# [DIRECTIONS FOR THIS TASK]
Print every line of the data below without any changes, and leave the pictures out of your answer.

:::::

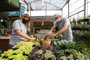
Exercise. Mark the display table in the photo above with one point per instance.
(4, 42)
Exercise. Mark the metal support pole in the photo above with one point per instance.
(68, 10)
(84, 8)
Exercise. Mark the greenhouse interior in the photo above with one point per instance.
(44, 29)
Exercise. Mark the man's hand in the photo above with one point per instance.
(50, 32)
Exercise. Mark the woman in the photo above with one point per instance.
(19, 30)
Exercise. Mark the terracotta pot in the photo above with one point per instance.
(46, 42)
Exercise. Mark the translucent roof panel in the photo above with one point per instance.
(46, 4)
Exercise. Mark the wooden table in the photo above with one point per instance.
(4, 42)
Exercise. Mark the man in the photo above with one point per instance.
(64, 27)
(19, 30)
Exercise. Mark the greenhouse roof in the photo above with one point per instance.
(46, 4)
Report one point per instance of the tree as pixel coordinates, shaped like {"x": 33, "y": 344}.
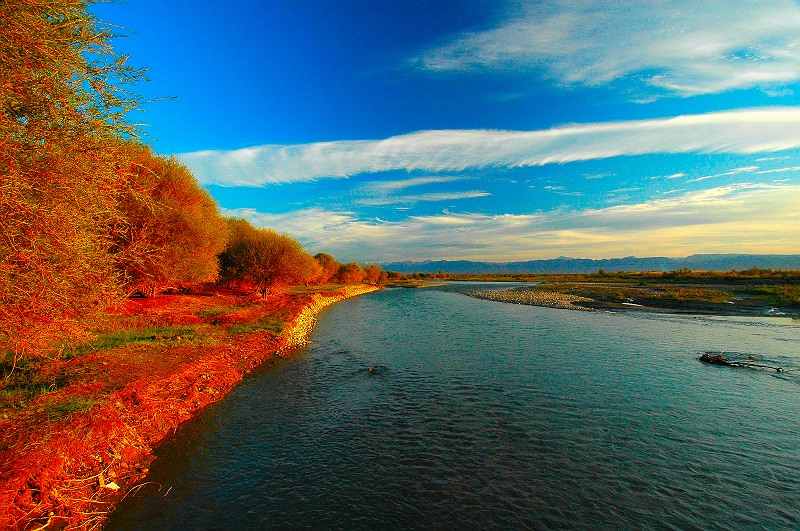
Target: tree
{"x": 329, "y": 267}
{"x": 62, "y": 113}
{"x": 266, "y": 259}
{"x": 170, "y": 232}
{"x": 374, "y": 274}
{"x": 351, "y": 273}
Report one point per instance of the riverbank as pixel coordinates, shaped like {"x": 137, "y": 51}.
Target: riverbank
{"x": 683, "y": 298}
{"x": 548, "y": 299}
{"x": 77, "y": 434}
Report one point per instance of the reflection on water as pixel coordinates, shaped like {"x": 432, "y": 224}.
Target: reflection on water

:::::

# [SOLUTION TO THIS TASK]
Exercise. Mark the display table in the photo above with one point per instance.
(4, 42)
Exercise. Mark the metal support pole in the photo above with one point per instance.
(68, 10)
(84, 8)
Exercise. Mark the greenhouse interior in the photo above with one point per instance.
(44, 29)
Exercise. Mark the man's hand in the photo above with one point per instance.
(50, 32)
Exercise. Mark the woman in the photo above with one point per instance.
(19, 30)
Exercise. Mark the terracotta pot in the photo above with one point per instance.
(46, 42)
Exercise. Mark the translucent roof panel in the photo above with one point per instance.
(46, 4)
Exercise. Mark the wooden table in the photo above with one point per instance.
(4, 42)
Exercise. Mark the man in the photo above with one point per instance.
(64, 27)
(19, 30)
Exercise. Mark the greenhouse roof in the photo above with one point per instance.
(46, 4)
Report one point per instance of the tree as pixel coordinates, shaped like {"x": 33, "y": 344}.
Target: tree
{"x": 329, "y": 267}
{"x": 62, "y": 113}
{"x": 266, "y": 259}
{"x": 170, "y": 232}
{"x": 374, "y": 274}
{"x": 351, "y": 273}
Report one point per instance of the riverbank as pixel coordinates, shaped like {"x": 137, "y": 51}.
Target: riverbank
{"x": 683, "y": 298}
{"x": 548, "y": 299}
{"x": 77, "y": 434}
Report one point per instance of the reflection on water as pixel coordinates, shaped like {"x": 432, "y": 224}.
Target: reflection on water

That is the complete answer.